■ **A block of data**:
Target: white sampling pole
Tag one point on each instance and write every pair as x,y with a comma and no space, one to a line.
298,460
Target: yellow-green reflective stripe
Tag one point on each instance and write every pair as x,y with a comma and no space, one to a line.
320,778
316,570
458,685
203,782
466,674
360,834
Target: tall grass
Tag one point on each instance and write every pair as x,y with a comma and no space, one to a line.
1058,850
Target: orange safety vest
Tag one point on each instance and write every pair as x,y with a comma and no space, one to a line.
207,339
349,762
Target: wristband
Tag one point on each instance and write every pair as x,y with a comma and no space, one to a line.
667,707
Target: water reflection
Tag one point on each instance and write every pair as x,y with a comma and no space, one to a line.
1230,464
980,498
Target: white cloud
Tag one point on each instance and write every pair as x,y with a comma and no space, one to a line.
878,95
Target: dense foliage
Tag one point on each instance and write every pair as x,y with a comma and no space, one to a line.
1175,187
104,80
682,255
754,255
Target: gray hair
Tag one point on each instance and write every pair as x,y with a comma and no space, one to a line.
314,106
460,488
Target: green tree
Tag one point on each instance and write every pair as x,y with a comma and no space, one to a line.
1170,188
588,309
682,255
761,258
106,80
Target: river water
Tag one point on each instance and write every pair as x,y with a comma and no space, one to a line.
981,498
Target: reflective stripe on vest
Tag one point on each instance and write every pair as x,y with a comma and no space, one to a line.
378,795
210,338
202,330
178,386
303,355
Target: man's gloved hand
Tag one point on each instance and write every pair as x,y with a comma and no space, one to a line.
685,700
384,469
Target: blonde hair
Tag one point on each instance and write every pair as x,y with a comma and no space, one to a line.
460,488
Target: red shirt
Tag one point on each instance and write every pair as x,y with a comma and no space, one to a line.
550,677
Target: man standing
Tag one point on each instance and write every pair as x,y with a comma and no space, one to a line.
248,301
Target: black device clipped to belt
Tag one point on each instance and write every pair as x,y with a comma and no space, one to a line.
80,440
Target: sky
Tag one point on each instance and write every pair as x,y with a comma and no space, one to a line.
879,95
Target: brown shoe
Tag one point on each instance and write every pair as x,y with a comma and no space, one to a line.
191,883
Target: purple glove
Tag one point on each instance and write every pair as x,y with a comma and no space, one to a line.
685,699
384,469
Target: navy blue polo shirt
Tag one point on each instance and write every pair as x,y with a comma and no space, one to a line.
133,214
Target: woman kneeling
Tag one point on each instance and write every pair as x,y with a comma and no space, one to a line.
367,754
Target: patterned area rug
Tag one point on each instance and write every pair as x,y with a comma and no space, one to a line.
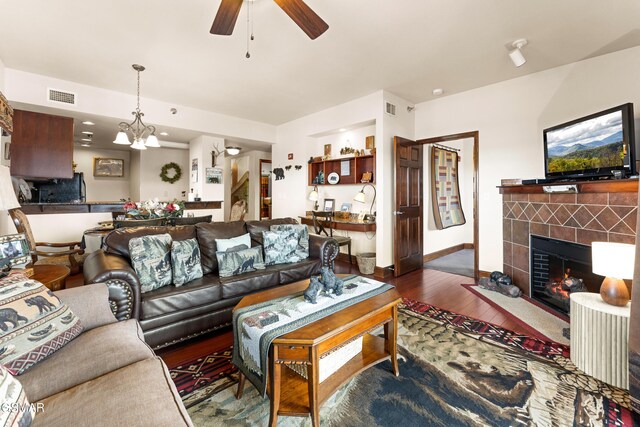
454,371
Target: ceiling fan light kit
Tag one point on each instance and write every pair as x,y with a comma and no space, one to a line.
143,135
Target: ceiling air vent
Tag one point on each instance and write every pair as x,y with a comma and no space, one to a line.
390,109
62,97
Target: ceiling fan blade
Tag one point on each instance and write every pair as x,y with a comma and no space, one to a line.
226,17
302,15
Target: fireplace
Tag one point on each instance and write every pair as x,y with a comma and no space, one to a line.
559,268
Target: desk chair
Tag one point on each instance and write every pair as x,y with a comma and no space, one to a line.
139,222
323,221
189,220
72,257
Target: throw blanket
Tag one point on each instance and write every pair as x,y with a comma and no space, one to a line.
255,327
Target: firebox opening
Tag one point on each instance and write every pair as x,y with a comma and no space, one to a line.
559,268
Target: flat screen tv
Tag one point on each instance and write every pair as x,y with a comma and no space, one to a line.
591,146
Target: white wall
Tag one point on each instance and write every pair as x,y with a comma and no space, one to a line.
151,185
103,188
434,239
510,117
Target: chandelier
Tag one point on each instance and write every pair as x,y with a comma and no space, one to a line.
143,135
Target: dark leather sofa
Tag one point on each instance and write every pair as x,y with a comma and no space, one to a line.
172,314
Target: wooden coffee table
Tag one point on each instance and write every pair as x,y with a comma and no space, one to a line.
290,393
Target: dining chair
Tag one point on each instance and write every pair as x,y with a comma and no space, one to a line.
189,220
72,257
323,221
122,223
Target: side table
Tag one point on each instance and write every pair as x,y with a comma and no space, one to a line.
600,338
53,276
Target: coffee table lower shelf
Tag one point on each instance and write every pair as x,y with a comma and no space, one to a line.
294,397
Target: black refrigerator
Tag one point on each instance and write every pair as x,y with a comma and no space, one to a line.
63,190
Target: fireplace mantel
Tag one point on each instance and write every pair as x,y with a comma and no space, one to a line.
600,186
600,211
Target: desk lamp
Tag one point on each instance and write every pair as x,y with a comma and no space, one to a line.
615,262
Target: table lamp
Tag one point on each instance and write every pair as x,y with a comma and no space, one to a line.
615,261
360,197
313,196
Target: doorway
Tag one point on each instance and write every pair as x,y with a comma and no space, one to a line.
435,249
265,189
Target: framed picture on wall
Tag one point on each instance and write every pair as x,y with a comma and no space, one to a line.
104,167
329,205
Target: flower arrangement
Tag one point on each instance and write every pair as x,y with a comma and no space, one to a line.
154,208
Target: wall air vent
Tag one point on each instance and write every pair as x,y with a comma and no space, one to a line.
62,97
390,109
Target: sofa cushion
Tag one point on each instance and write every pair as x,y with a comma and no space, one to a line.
151,259
185,261
207,235
141,394
304,269
94,353
302,234
117,242
12,396
170,298
249,282
280,247
255,228
233,263
34,323
240,242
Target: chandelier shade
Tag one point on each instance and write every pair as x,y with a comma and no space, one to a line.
143,135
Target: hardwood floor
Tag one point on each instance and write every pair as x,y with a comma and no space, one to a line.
433,287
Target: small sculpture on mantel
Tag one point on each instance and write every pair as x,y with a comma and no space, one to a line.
502,283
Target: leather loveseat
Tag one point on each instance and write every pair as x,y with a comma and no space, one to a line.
171,314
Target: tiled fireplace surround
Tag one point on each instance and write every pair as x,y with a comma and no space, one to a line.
581,218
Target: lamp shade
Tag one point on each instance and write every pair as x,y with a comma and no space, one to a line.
122,139
360,197
152,141
8,198
613,260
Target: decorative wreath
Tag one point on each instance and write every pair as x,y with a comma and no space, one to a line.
176,175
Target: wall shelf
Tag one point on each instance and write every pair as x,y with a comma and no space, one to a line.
357,166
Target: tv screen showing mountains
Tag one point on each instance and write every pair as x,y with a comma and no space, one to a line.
591,144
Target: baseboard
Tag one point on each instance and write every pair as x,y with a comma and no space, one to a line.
446,251
383,272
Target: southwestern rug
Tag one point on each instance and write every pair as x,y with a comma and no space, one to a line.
454,371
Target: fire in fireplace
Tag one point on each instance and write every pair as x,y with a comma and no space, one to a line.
559,268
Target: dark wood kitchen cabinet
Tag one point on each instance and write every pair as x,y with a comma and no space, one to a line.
41,145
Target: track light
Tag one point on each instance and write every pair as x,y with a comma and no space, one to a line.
516,55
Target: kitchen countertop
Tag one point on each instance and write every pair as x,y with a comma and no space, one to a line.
99,206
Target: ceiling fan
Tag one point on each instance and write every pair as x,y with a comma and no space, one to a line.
297,10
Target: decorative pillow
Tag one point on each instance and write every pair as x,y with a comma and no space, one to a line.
185,261
223,245
302,234
151,259
238,262
34,323
280,247
16,410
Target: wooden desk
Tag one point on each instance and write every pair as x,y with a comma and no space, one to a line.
344,224
53,276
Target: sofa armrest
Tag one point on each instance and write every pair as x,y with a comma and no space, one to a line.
324,248
121,279
90,303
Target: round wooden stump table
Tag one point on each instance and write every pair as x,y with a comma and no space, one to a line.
53,276
600,338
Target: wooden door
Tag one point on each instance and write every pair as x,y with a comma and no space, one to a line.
408,222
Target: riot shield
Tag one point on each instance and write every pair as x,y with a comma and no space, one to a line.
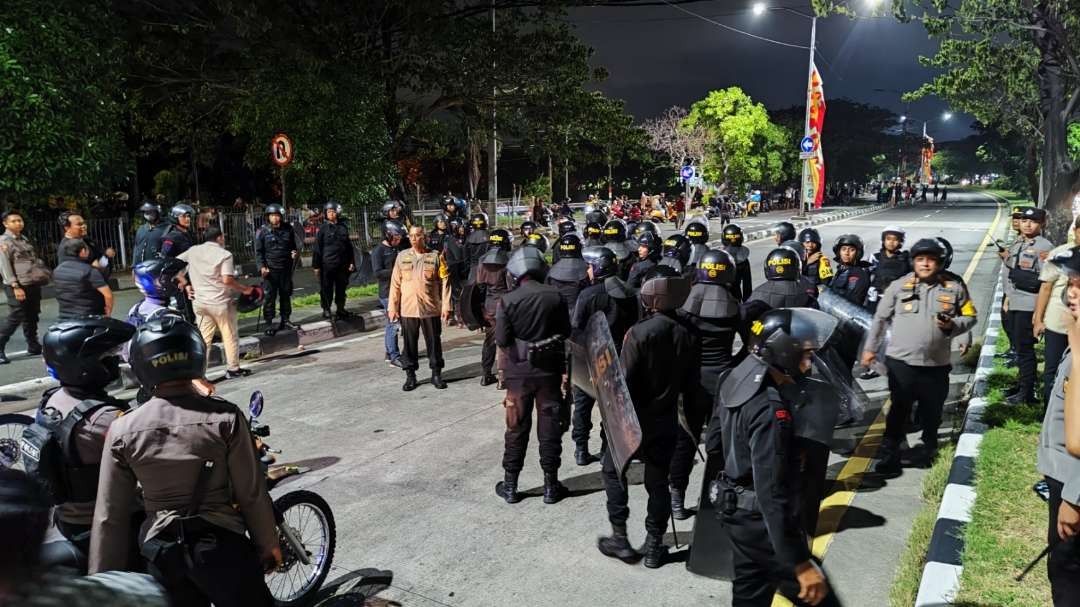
621,427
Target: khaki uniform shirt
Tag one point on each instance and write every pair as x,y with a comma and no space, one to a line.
912,307
419,285
162,446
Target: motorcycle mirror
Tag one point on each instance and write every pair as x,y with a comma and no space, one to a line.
256,404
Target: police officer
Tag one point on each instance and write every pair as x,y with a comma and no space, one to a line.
151,213
203,488
927,311
889,264
713,312
732,242
333,259
491,274
648,254
531,323
610,295
275,252
1024,258
753,427
83,355
24,274
660,358
817,269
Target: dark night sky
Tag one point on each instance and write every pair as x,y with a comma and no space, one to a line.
659,56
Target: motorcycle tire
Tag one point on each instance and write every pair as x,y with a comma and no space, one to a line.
321,562
11,437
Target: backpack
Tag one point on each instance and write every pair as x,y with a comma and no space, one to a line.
50,454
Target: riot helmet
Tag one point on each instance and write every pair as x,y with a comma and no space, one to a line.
85,352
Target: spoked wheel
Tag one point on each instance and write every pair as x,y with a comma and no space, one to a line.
307,533
11,435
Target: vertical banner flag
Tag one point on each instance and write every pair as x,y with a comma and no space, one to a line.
813,174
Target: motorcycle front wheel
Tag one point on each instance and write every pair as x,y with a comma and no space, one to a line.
307,531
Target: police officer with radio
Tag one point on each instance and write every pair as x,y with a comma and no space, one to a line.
611,296
712,310
926,311
660,358
72,419
210,533
1024,259
757,493
530,325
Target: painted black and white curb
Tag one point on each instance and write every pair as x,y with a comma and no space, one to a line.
941,576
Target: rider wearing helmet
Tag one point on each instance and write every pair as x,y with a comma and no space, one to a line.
210,446
275,253
530,314
334,260
660,359
759,486
733,244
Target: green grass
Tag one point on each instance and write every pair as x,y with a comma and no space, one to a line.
905,584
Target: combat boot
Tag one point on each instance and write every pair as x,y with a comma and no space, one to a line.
655,551
678,508
409,381
617,545
508,488
553,490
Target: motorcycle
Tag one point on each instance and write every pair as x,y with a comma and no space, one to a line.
306,526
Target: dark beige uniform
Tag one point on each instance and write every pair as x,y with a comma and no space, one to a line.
162,446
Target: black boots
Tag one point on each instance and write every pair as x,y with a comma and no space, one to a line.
553,490
678,508
655,551
617,545
508,488
409,381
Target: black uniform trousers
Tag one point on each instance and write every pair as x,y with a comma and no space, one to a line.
1063,567
277,285
432,327
224,570
907,385
543,393
1023,339
25,313
757,574
657,459
333,283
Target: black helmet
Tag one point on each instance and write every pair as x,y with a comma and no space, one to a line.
697,231
785,230
498,239
929,246
538,241
716,267
85,352
569,246
602,260
849,240
392,228
613,231
527,261
810,234
677,247
780,337
664,294
166,348
478,221
732,235
156,278
783,264
251,301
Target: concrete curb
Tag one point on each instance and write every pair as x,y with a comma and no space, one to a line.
941,576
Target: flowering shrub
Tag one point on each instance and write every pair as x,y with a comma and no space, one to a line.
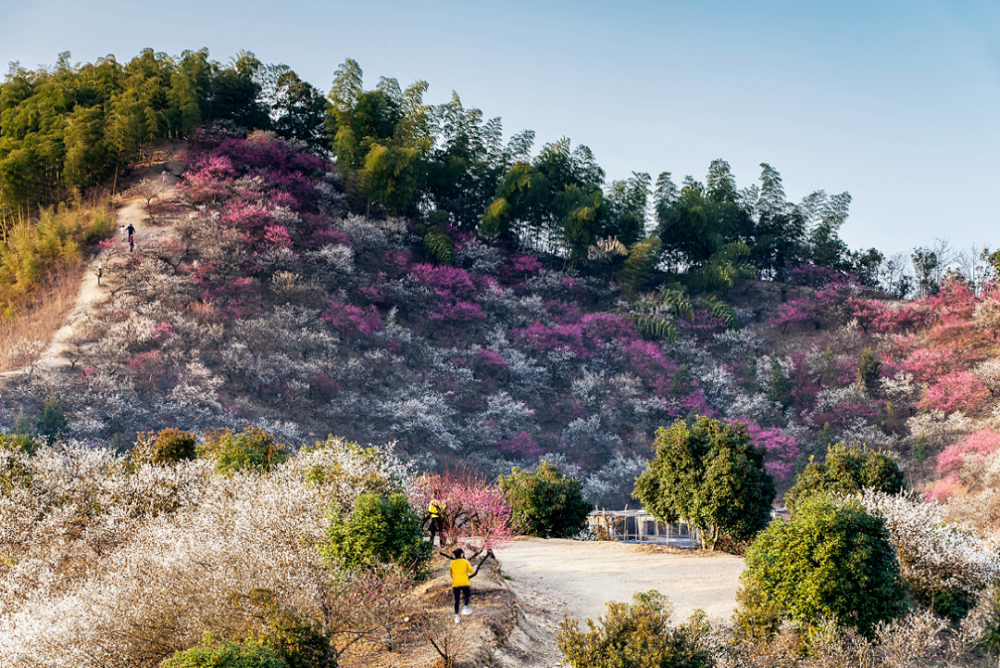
475,513
352,320
780,450
160,553
957,391
945,565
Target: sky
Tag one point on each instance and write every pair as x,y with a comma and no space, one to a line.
895,102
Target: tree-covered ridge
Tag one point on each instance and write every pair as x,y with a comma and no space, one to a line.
67,127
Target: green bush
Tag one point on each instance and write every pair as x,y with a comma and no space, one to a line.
710,474
166,446
15,441
869,371
546,502
380,529
253,449
438,245
830,560
636,635
847,470
213,654
51,422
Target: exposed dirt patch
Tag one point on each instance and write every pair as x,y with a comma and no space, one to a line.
579,578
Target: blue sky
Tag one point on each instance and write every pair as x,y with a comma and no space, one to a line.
896,102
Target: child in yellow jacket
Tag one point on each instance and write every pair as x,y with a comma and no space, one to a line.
461,571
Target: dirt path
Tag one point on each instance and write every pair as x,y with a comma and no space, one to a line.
579,578
90,293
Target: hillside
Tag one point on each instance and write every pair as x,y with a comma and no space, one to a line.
270,304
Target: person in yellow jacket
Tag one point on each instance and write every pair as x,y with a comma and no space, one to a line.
435,509
461,571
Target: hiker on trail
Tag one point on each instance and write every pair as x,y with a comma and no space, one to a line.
461,572
437,523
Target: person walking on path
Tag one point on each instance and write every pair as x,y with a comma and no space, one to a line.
461,573
437,523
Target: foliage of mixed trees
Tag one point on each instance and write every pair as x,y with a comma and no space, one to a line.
847,469
712,475
831,561
66,127
162,559
546,502
637,635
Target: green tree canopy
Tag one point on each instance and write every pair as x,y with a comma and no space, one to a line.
847,469
637,635
546,502
830,560
710,474
380,529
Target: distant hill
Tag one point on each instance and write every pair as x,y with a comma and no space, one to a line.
267,303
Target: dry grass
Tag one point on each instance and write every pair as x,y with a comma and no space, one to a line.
47,311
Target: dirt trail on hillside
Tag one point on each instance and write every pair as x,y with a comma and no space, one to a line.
90,293
554,578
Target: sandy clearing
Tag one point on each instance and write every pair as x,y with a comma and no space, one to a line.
579,578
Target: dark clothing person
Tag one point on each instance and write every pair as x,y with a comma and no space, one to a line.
461,592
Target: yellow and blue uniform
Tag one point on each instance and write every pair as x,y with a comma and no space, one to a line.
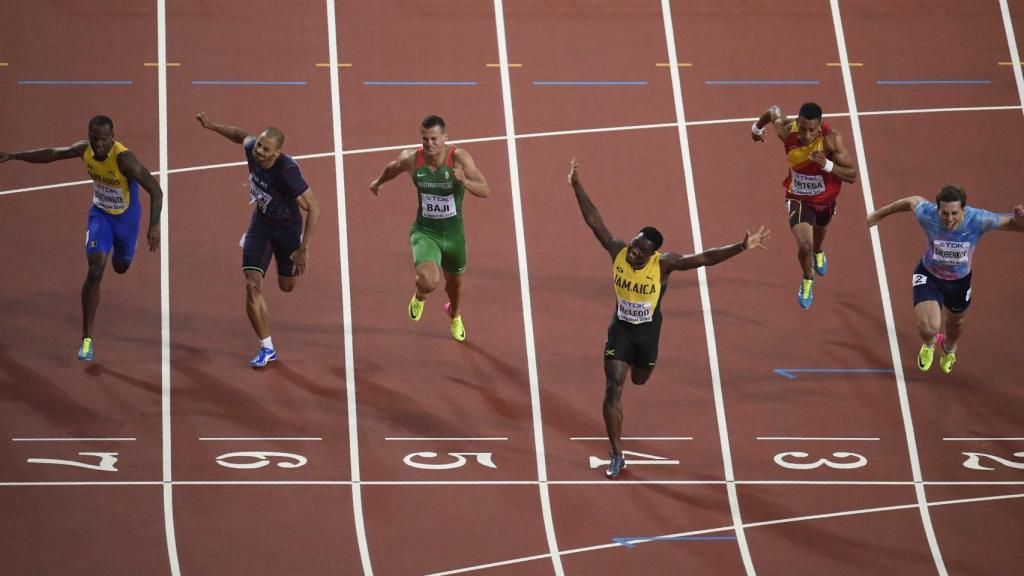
633,335
114,217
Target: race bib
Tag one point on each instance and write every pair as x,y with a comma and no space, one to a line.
108,199
947,252
804,184
258,197
437,207
635,313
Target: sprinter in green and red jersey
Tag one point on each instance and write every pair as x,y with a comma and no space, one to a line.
441,173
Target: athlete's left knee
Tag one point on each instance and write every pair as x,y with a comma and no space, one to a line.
287,283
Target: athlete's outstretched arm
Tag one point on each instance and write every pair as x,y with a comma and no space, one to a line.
672,261
843,166
237,135
134,169
467,173
308,203
591,215
404,163
772,116
908,204
1013,222
46,155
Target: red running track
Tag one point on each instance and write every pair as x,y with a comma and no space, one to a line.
525,388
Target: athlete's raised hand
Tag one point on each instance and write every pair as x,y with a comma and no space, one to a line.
757,239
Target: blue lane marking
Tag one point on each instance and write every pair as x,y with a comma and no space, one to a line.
248,83
632,541
590,82
423,83
792,372
896,82
75,82
762,82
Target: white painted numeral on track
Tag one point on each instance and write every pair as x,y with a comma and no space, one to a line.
107,461
974,461
596,462
260,459
483,458
858,461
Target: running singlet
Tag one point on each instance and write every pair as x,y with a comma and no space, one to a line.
948,254
439,206
274,190
806,179
637,291
113,192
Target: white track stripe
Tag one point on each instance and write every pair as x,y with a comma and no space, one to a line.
730,528
1015,56
536,135
346,292
165,295
527,311
716,379
880,265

■ **Directive**:
Could you quote, exactly as they appear, the line containing "Target: blue lane marking" and every line after it to the end of the records above?

■ **Written answer**:
Target: blue lane marking
Tag one point on each instance and write every pair as x,y with a comma and no space, one to a line.
248,83
632,541
590,82
423,83
792,372
896,82
75,82
762,82
Target: white painted numeral on track
Tag one point on each instance and write every pair as x,y with a comma and no space, one to a line.
107,461
974,461
596,462
260,459
483,458
858,461
Target: running singlet
Tag one point on each instance and write every pair as x,y with a comma and no space, one to a line.
948,254
439,206
274,190
806,179
637,291
113,192
Target: white track stripe
Tag one point on each instance and write every pair as x,y with a comma and no space, one to a line.
730,528
1015,56
536,135
346,292
165,295
527,311
716,379
880,265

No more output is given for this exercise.